-- Begin --

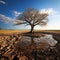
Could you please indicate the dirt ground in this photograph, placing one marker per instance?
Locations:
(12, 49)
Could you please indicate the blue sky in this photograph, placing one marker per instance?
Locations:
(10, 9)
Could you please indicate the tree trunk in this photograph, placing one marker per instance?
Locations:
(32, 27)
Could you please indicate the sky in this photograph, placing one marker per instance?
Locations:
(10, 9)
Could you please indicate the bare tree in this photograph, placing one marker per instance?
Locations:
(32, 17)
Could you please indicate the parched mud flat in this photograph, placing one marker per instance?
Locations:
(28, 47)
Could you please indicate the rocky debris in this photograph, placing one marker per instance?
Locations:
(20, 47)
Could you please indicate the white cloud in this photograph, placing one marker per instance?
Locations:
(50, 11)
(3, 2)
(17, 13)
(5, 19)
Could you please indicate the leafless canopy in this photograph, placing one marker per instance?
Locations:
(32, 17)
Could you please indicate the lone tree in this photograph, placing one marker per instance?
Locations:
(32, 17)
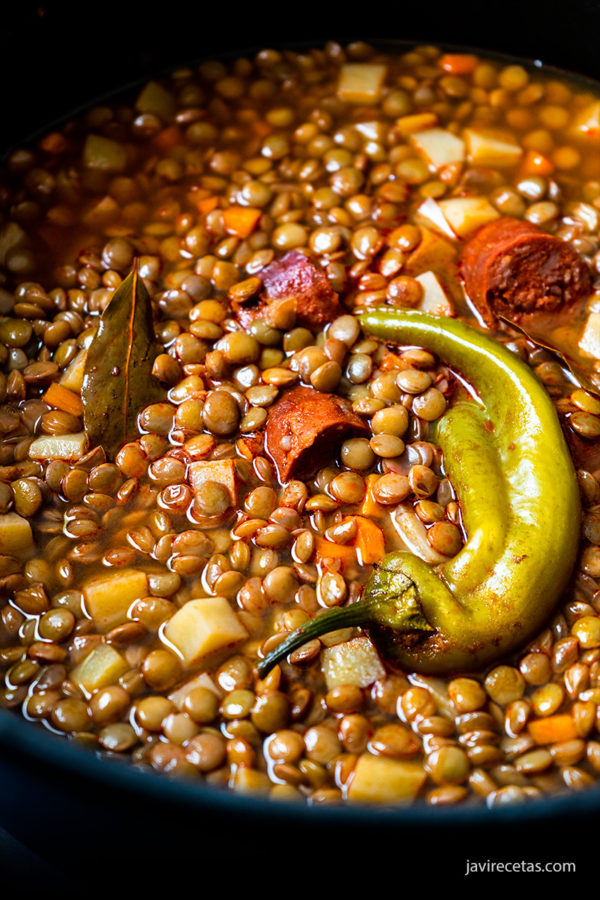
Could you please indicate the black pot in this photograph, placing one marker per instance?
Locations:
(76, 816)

-- End --
-- Begin --

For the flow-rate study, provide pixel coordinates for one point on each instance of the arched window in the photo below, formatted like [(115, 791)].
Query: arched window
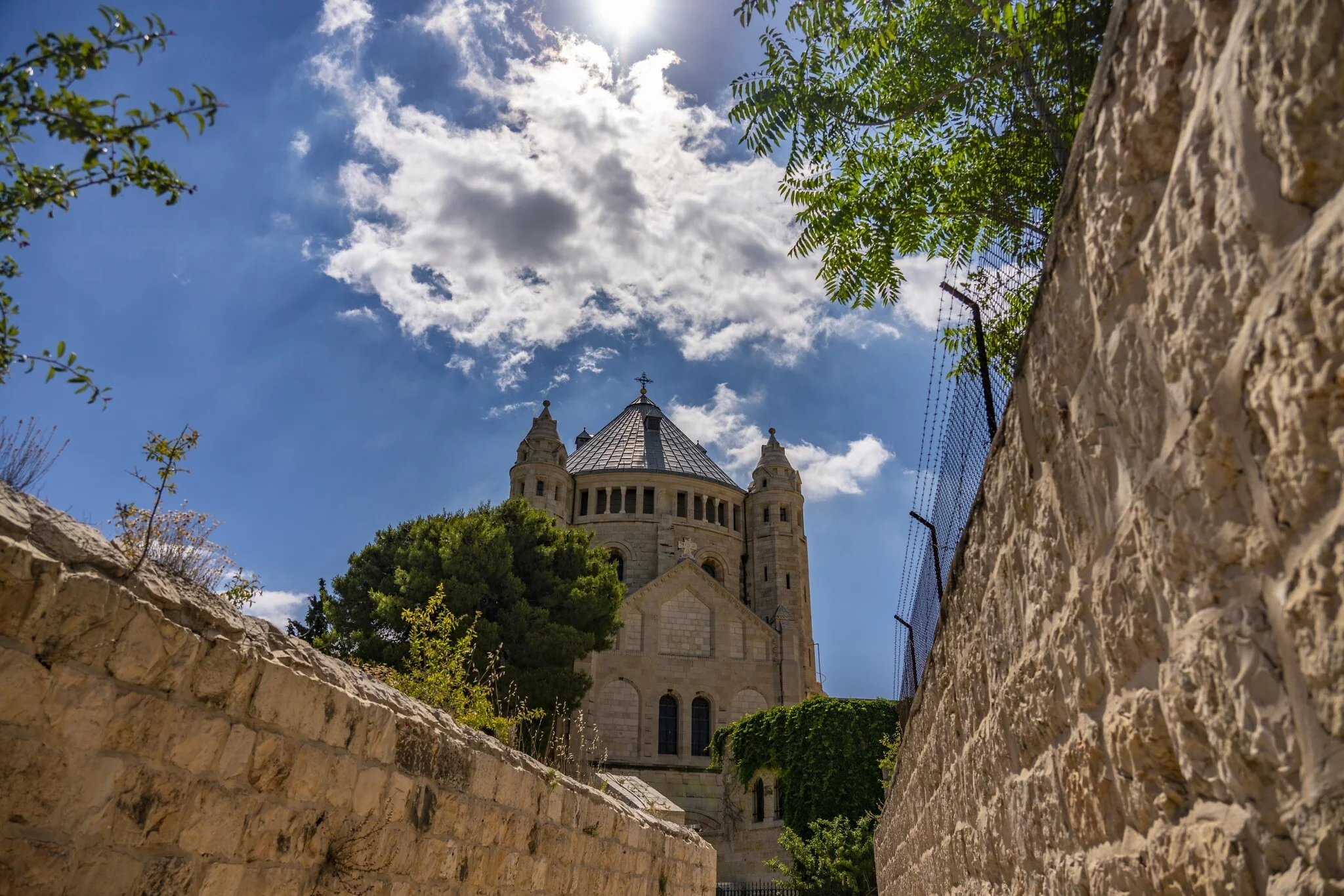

-- End --

• _Your task_
Show every line of the material above that contains the string "tree", copying each one in full.

• _Solution to this task_
Could you please indicate the tree trunk in this photograph, placing one marker per instance?
Could you please indicate the bare tree in this photograph, placing one marker per instance?
Could you please indicate the lone tree in this photograph, placing one marker per instance?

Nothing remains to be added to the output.